Apakah pernyataan berikut sesuai dengan berita tentang gugatan petani Blitar? Jawab ya atau tidak untuk masing-masing, disertai kutipan persis dari berita itu yang menjadi penentunya. 1. Sebanyak 826 petani membawa SK Menhut No 367 tahun 2013 ke PTUN. 2. Gugatan para petani akan didaftarkan di Surabaya. 3. Pabrik semen PT Holcim dibangun di kawasan Perhutani Kabupaten Blitar.

- _Potongan Dokumen_:
────────────────
Petani Blitar PTUN-kan Menteri Kehutanan

Selasa, 01 Oktober 2013 - 18:38 WIB
Petani Blitar PTUN-kan Menteri Kehutanan
Petani Blitar PTUN-kan Menteri Kehutanan
A A A
Sindonews.com - Sebanyak 826 petani eks perkebunan Gondang Tapen Desa Ringinrejo, Kecamatan Wates, Kabupaten Blitar memutuskan membawa polemik SK Menteri Kehutanan (Menhut) No 367 tahun 2013 melalui jalur Pengadilan Tata Usaha Negara (PTUN).

Sebab, selain merugikan petani, proses hukum terbitnya SK yang mengubah permukiman warga menjadi kawasan hutan itu dinilai sarat kepentingan politik ekonomis.

"Seluruh aktivis petani yang tergabung dalam Paguyuban Petani Aryo Blitar (PPAB) dan jaringan akan mendampingi petani dalam mendaftarkan gugatan pekan ini di Jakarta, " ujar juru bicara PPAB Farhan Mahfudzi kepada SINDO, Selasa (1/10/2013).

Sebelumnya ratusan petani Gondang Tapen berunjuk rasa turun ke jalan. Kepada Pemkab dan DPRD Kabupaten Blitar, mereka menyatakan menolak keberadaan SK 367.

Petani menilai produk hukum tersebut hanya untuk mengegolkan kepentingan pemilik modal, yakni dalam hal ini perusahaan semen PT Holcim.

Sedikit ke belakang. Terbitnya SK Menhut tidak terlepas dari adanya langkah bisnis PT Holcim yang merealisasikan pembangunan pabrik semen di kawasan Perhutani Kabupaten Tuban.

Sebagai ganti tukar guling (ruislag) dengan perhutani, Holcim menggunakan lahan seluas 800 hektare eks Perkebunan Gondang Tapen di wilayah Kabupaten Blitar yang secara adimistratif berada di bawah kekuasaanya.

Informasi yang dihimpun, PT Holcim memperoleh pengalihan tangan dokumen Hak Guna Usaha (HGU) eks perkebunan Gondang Tapen dari anak perusahaan semen Cibinong Jawa Barat.

Sementara HGU yang dimiliki semen Cibinong berasal dari PT Gondang Tapen selaku pengelola perkebunan karet.
────────────────
- _Bagian Data_:
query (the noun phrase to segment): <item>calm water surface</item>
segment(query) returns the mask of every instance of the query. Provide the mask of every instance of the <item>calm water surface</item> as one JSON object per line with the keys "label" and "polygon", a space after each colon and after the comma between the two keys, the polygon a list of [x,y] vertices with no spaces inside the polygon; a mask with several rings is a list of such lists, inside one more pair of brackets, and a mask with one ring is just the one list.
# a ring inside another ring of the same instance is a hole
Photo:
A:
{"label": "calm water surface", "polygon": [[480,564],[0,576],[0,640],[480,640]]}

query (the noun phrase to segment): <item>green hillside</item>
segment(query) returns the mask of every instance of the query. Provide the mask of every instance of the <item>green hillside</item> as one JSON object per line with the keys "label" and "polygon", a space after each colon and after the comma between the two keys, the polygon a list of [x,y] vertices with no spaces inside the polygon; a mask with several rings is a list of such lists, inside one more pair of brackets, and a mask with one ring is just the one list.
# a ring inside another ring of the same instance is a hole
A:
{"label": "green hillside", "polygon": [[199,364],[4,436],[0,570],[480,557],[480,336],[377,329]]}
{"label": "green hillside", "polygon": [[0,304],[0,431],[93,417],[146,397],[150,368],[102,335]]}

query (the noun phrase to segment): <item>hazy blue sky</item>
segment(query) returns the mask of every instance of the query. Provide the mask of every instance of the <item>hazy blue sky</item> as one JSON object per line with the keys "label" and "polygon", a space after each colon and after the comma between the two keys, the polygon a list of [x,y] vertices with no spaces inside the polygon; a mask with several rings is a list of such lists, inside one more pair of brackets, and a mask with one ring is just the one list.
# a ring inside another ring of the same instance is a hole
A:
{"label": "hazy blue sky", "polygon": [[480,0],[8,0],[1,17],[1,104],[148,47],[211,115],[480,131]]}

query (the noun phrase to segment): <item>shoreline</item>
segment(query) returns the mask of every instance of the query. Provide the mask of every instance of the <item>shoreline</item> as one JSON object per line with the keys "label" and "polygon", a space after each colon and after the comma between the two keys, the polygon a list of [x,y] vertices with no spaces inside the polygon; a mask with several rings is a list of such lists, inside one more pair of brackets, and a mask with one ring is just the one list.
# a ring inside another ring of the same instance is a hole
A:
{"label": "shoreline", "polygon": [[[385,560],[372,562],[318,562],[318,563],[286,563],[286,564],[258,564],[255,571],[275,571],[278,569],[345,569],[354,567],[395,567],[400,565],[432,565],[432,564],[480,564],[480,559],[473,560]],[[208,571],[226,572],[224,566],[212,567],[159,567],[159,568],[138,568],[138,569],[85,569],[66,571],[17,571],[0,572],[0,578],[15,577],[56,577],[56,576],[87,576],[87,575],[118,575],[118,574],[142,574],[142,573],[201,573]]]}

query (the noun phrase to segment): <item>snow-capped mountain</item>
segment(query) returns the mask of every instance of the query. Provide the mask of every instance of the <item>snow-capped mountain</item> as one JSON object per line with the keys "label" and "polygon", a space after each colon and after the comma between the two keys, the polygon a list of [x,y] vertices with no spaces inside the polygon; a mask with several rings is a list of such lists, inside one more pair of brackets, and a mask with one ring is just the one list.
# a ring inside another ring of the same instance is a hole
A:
────────────────
- _Hasil Akhir_:
1. Ya: "Sebanyak 826 petani eks perkebunan Gondang Tapen Desa Ringinrejo, Kecamatan Wates, Kabupaten Blitar memutuskan membawa polemik SK Menteri Kehutanan (Menhut) No 367 tahun 2013 melalui jalur Pengadilan Tata Usaha Negara (PTUN)."
2. Tidak: "mendampingi petani dalam mendaftarkan gugatan pekan ini di Jakarta"
3. Tidak: "pembangunan pabrik semen di kawasan Perhutani Kabupaten Tuban"